◆ **Passage for review**
⟨

Police attack demonstration commemorating Rosa Luxemburg and Karl Liebknecht in Berlin

Police in Berlin tried to disrupt a rally attended by more than 3,000 people in memory of Rosa Luxemburg and Karl Liebknecht who were murdered on January 15, 1919. Protesters were injured due to police violence on Sunday and many were arrested

January 11, 2021 by Peoples Dispatch
The march taken out in Berlin in memory of Rosa Luxemburg and Karl Liebknecht. Photo: Ruptly

On Sunday, January 10, around 3,000 people marched in Berlin to commemorate Rosa Luxemburg and Karl Liebknecht, the founders of the Communist Party of Germany (KPD). They were murdered on January 15, 1919 by paramilitary forces following the Spartacist Uprising on the instigation of the Social Democratic Party of Germany (SPD)-government to curb the communist rebellion. On Sunday, police tried to forcefully disrupt the rally, injuring participants and injuring others. Communist, youth, antifa groups participated in the mobilization on Sunday.

The Spartacist Uprising of January 1919 was a communist uprising against the post-war transition government led by the SPD and with the aim of setting up a workers’ republic. The uprising started as a general strike on January 5 and quickly became an armed conflict between the workers and the far-right paramilitary groups called Freikorps. The communist rebellion was brutally suppressed and on January 15, Rosa Luxemburg and Karl Liebknecht were murdered by the Freikorps.

⟩

◆ **Given information**
⟨

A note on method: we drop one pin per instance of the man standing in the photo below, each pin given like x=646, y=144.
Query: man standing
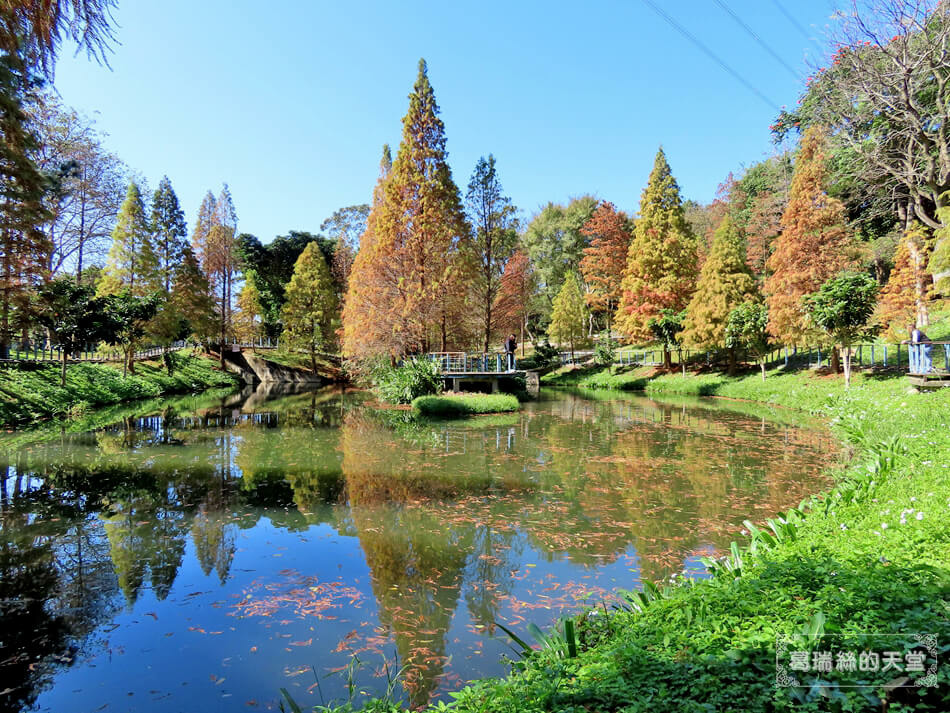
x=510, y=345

⟩
⟨

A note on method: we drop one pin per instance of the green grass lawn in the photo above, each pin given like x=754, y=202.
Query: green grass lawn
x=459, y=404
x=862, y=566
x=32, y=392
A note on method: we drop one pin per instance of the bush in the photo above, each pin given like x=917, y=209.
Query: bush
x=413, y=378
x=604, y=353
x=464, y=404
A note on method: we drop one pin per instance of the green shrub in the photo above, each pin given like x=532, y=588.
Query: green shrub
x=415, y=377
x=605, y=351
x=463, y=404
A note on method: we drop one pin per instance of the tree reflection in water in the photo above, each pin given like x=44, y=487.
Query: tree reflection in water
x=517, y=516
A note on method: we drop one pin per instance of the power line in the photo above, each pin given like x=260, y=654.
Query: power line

⟩
⟨

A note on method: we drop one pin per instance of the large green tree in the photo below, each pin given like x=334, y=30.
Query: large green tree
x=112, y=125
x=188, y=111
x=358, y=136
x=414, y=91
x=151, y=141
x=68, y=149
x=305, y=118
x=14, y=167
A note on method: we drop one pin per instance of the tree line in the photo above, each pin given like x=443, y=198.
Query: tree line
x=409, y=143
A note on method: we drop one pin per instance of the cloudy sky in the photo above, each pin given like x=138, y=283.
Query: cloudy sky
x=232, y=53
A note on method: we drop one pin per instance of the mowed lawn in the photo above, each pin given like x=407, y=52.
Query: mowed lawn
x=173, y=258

⟩

◆ **Exercises to complete**
[a] Summarize the report on the Berlin march in two sentences.
[b] Answer these questions from the report on the Berlin march.
(i) Which groups took part in the mobilization on Sunday?
(ii) What was the aim of the Spartacist Uprising?
(iii) As what did the uprising start, and on what date?

◆ **Responses to the tasks**
[a] On Sunday, January 10, around 3,000 people marched in Berlin to commemorate Rosa Luxemburg and Karl Liebknecht, the founders of the Communist Party of Germany (KPD), and police tried to forcefully disrupt the rally, injuring participants and arresting many. The two were murdered by the Freikorps on January 15, 1919, following the Spartacist Uprising, a communist uprising against the SPD-led post-war transition government that began as a general strike on January 5 and was brutally suppressed.

[b]
(i) Communist, youth, and antifa groups.
(ii) Setting up a workers' republic.
(iii) As a general strike, on January 5.